> **Document excerpt**:

Public Comment to CDC/HICPAC

August 25, 2023, Public Comment to CDC/HICPAC from COVID Safe Maryland

Dear Sydnee Byrd, M.P.A. (HICPAC, [email protected]),

COVID Safe Maryland is a volunteer group of Marylanders working to stop the spread of SARS-CoV-2 (COVID-19) in our state. We organize to reduce transmission, support people experiencing Long COVID, and remember those who have died from COVID-19. We advocate because policies that promote the unmitigated spread of COVID-19 force many of us out of public life, and put all of us at risk. We believe that everyone deserves the right to safely access essential spaces such as healthcare offices, schools, prisons, and public transit.

During the first three months of 2023, U.S. hospitals reported an average of 1231 patients per week that had caught COVID-19 during their stay, with a high of 2287 patients with hospital-acquired COVID-19 in the first week of January 2023 (using the current CDC 14-day definition).1 COVID-19 has been one of the top five major causes of death in the US since 2020,2,3 and many of those deaths were likely due to hospital-acquired COVID-19, which has a 5-10% mortality rate.4,5 Now more than ever, it is imperative to maintain standards for high quality infection control regulations and practices in both inpatient and outpatient settings. Therefore, we call upon the CDC and HICPAC to recognize and act on the following:

  1. All infection controls should be in place at all times, using a time-tested concept from patient safety that “layering” of individually imperfect controls is necessary to strengthen overall control. Comprehensive airborne infection controls should be standard, core, and routine, for all (inpatient, outpatient, etc.) patient encounters, both to minimize infections of any type, and to improve the cognitive performance and healing progression for all the people involved. These controls are relatively inexpensive to implement, compared to the costs that healthcare-associated infections will incur on the healthcare system and our general population. The minimum controls should include: 
  • Air cleaning, via ventilation, filtration, and Far UV-C,
  • Universal respirator (i.e. N95, P100, PAPR) use for all workers (not just patient contacts), visitors, and all medically-appropriate patients,
  • All workers (not just patient contacts) staying home on paid leave when symptomatic or testing positive for an airborne disease (including COVID-19, TB, RSV, flu, etc.),
  • Frequent, regular testing of all people in healthcare facilities with contact tracing programs to track any potential exposures. Additionally, public reporting of test results, exposure, transmission rates, and hospitalization counts.
  1. HICPAC membership should include professional experts on all aspects of the built environment. The current roster lacks technical experts in air engineering, water quality, or surfaces. It is well known that many infections spread via physical vectors (air, water, and surfaces). 
  2. HICPAC should recognize and adhere to recommendations separately provided in comments submitted by People’s CDC, World Health Network, and National Nurses United. 
  3. HICPAC needs to improve its transparency and processes in decision making and stakeholder engagement by adopting the following changes:
  4. HICPAC is clearly missing the benefits of patient and public input, and should consult the FDA, CMS, or other federal counterparts to improve these input processes, and implement changes as soon as possible. See About the FDA Patient Representative Program.
  5. HICPAC must drop the unnecessary and overly restrictive limits on public comments, provide more opportunities and time allotments for oral comments, and remove the page restrictions on written comments. 

The HICPAC infection control standards play a crucial role in safeguarding public health. The public health landscape has not “returned to normal”; it has been profoundly changed by the spread of COVID-19. The new standards are an opportunity to build a stronger healthcare system for all, and we urge you to draft a standard that is up to this challenge.

> **Activity**: Please state the mortality rate that the public comment gives for hospital-acquired COVID-19. The lines after this have nothing to do with the public comment.

> **Information given**:
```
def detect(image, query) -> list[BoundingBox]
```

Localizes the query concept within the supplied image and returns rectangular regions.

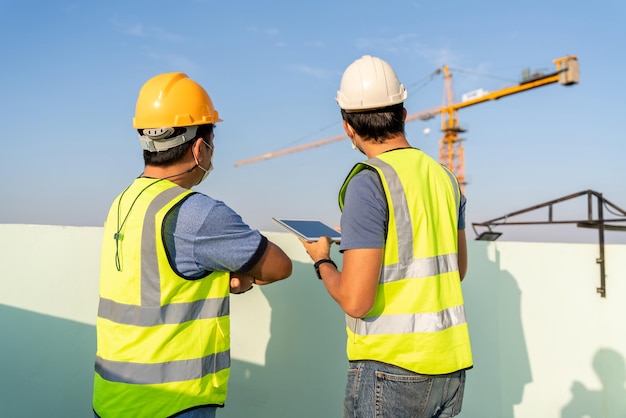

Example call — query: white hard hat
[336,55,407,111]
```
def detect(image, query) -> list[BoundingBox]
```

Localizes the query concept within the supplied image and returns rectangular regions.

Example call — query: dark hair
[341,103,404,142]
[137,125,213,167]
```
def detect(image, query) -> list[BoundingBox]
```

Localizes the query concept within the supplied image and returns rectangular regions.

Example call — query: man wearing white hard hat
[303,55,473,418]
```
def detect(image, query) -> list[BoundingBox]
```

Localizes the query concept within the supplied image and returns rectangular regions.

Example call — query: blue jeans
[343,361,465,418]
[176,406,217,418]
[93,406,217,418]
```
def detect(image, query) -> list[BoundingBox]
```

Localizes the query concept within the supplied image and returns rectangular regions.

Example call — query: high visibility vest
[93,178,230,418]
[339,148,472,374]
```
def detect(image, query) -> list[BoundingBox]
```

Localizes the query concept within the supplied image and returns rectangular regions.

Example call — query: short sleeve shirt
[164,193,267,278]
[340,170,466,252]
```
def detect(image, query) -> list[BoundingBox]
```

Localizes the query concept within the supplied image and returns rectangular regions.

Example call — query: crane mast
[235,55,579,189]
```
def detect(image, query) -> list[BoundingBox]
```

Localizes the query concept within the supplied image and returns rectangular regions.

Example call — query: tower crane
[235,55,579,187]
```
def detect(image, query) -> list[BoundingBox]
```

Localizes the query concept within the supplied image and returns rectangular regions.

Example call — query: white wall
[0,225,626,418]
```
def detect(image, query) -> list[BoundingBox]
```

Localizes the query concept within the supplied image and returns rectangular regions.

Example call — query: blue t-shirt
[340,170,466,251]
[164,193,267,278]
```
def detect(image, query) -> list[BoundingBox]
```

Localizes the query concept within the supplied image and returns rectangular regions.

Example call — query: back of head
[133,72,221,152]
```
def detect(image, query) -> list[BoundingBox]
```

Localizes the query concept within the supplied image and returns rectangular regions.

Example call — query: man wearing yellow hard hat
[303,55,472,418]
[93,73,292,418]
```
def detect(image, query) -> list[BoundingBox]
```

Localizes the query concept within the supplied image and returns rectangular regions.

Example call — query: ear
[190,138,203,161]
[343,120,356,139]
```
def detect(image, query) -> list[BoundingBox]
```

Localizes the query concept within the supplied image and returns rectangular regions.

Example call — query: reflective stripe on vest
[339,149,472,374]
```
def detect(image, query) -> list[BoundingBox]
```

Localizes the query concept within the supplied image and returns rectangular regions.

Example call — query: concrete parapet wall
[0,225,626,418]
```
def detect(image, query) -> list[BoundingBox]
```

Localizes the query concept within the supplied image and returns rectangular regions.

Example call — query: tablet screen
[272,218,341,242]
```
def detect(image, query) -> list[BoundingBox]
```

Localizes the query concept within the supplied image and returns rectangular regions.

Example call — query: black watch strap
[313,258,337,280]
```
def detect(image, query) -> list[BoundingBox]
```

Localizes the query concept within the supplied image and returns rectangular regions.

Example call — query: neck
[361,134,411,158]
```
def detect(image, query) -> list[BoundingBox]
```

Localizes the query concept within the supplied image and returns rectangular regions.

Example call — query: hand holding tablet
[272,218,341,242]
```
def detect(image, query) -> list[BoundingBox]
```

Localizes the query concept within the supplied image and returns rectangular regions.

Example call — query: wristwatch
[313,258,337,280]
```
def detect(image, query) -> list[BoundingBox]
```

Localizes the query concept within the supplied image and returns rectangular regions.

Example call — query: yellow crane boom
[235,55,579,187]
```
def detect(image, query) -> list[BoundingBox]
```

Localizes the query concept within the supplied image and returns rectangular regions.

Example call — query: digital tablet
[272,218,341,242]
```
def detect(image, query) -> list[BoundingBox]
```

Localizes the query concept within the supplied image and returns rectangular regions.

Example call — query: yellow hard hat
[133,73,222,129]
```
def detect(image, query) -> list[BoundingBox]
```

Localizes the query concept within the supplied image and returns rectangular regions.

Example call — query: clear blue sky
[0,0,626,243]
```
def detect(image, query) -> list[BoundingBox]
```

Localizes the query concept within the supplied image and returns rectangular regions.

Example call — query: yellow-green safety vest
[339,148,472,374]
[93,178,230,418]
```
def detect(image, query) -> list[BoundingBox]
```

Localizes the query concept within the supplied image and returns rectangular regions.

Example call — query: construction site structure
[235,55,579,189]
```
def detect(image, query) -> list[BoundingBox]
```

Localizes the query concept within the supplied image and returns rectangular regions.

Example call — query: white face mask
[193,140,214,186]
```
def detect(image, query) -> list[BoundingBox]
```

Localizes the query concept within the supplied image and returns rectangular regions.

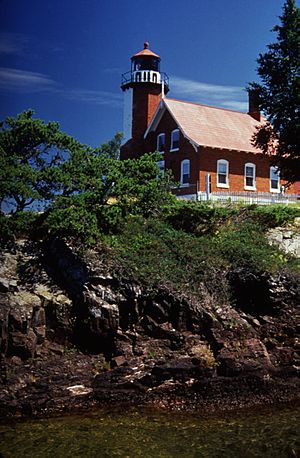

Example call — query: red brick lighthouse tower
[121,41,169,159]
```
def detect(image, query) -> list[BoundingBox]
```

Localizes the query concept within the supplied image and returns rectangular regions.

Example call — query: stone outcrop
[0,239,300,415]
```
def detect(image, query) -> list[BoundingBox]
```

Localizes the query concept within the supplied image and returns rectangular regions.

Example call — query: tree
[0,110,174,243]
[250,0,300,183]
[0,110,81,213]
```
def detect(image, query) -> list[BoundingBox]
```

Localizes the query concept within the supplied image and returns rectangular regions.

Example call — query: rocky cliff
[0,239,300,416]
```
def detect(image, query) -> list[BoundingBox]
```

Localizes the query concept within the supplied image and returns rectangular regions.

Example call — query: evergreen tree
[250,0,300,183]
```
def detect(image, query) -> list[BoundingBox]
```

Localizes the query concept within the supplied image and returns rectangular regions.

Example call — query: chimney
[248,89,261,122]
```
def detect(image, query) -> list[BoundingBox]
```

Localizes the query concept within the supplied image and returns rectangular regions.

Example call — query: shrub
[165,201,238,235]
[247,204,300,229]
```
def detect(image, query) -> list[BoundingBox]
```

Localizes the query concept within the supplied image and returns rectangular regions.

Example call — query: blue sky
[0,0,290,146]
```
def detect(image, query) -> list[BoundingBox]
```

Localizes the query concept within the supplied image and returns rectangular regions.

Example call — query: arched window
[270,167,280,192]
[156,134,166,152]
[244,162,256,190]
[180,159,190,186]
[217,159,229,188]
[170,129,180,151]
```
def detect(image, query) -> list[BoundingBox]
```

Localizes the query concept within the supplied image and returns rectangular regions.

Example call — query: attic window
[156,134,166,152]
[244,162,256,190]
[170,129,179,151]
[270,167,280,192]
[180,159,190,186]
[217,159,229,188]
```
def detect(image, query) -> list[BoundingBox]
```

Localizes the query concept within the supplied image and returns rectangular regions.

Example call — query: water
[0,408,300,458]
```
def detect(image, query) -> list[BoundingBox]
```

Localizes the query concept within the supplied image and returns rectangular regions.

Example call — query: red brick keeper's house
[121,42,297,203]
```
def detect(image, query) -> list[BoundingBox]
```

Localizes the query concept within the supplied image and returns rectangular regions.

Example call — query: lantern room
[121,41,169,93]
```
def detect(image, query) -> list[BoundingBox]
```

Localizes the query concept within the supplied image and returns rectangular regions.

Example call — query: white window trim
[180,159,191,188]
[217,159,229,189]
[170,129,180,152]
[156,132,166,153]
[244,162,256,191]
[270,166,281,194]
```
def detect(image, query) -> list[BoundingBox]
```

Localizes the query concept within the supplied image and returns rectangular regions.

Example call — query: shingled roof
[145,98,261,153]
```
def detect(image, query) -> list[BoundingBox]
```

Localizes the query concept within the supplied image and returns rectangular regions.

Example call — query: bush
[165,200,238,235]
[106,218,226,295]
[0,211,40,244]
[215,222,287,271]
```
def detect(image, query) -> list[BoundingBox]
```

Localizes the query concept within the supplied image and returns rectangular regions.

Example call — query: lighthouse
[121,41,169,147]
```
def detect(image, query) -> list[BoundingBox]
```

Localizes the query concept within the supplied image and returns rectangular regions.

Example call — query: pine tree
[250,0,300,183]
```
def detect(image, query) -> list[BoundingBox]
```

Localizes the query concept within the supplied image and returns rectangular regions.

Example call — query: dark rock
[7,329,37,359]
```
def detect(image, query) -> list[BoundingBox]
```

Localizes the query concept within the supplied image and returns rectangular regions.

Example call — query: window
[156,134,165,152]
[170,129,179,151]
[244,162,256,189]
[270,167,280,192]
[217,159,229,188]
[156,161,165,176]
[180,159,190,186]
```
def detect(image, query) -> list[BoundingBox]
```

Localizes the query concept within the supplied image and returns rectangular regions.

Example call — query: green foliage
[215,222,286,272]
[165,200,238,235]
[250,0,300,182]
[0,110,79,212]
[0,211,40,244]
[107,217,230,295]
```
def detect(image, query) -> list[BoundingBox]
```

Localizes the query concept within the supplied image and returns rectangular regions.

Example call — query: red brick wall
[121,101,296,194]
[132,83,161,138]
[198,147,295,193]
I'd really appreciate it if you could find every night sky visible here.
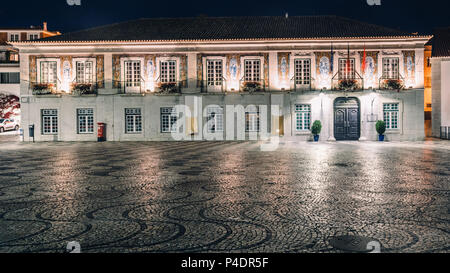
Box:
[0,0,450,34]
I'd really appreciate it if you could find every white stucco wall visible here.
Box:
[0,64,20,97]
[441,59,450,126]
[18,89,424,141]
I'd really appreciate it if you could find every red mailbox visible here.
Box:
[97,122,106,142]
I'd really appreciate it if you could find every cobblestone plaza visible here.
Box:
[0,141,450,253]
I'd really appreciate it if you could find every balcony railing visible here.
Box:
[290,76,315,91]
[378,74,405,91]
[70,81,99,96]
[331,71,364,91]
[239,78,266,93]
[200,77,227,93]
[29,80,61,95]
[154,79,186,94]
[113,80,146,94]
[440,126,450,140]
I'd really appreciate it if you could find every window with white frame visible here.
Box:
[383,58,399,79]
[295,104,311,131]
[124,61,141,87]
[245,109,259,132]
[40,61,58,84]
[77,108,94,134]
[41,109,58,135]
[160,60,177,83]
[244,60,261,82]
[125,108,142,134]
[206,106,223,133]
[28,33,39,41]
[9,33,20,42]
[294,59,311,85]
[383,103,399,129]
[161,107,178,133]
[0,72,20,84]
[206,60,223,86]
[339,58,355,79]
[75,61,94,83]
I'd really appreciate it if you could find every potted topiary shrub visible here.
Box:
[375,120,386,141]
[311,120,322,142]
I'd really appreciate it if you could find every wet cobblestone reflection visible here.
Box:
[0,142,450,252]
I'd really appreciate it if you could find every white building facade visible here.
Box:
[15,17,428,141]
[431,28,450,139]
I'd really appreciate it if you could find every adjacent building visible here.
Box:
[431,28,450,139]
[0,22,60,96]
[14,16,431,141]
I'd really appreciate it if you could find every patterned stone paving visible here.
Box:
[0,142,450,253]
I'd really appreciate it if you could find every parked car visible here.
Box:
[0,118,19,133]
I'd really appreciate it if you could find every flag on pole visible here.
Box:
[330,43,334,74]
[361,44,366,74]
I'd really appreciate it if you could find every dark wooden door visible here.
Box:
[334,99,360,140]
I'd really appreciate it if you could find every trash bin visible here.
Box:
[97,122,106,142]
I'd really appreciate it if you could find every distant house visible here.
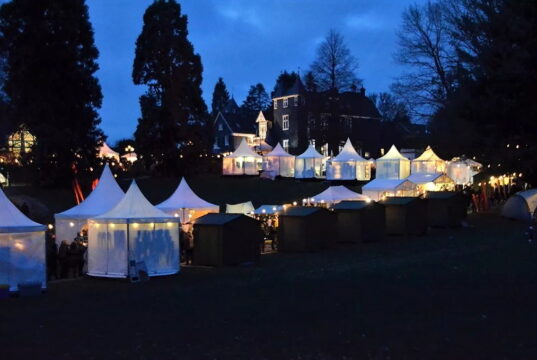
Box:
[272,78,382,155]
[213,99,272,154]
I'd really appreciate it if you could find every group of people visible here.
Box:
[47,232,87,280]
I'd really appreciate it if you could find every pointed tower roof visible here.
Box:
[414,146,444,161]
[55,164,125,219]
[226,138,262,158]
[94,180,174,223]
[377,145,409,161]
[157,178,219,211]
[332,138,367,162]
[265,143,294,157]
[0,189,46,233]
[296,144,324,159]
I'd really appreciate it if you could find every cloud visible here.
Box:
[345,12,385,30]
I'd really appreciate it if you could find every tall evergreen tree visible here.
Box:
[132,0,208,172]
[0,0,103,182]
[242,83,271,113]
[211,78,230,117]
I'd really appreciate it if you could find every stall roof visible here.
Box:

> **Output for this exercise**: 5-10%